Records of labeled boxes:
Start

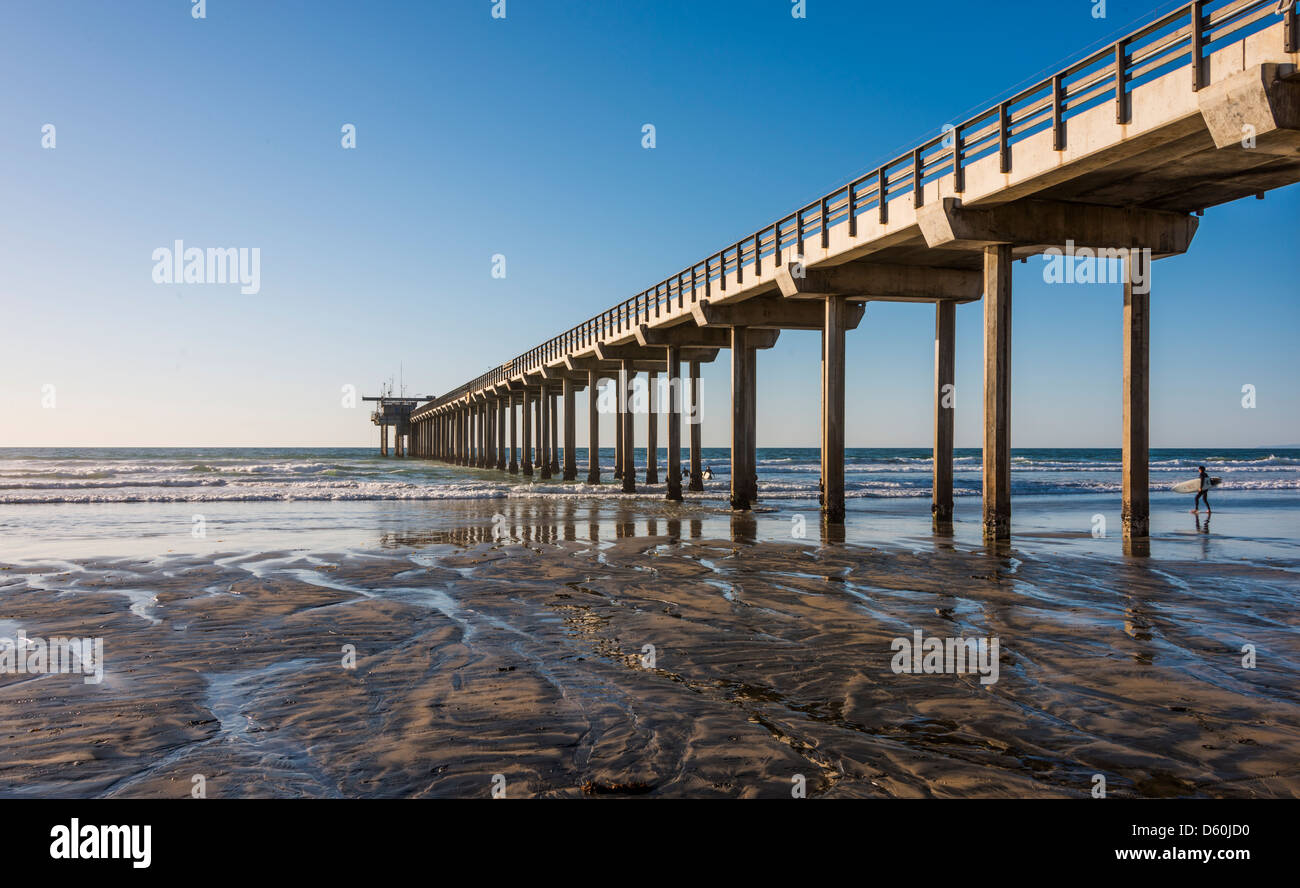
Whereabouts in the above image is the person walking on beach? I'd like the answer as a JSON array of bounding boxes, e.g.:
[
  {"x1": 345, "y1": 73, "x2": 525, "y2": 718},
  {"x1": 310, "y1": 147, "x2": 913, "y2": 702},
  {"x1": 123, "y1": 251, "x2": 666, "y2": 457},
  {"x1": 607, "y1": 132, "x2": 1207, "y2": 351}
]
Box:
[{"x1": 1192, "y1": 465, "x2": 1214, "y2": 515}]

End

Rewrite every line of the records above, requests included but pictures left out, multiplying each coordinate in the answers by 1.1 and rounding to whole numbers with halves rounded up. Leave the numbers in the requests unchanged.

Whereabouts in the above image is the person walking on beach? I'd like the answer as a JSON array of bounding boxes, e.g.:
[
  {"x1": 345, "y1": 73, "x2": 525, "y2": 718},
  {"x1": 310, "y1": 147, "x2": 913, "y2": 702},
  {"x1": 123, "y1": 251, "x2": 666, "y2": 457},
  {"x1": 607, "y1": 132, "x2": 1207, "y2": 351}
]
Box:
[{"x1": 1311, "y1": 512, "x2": 1335, "y2": 567}]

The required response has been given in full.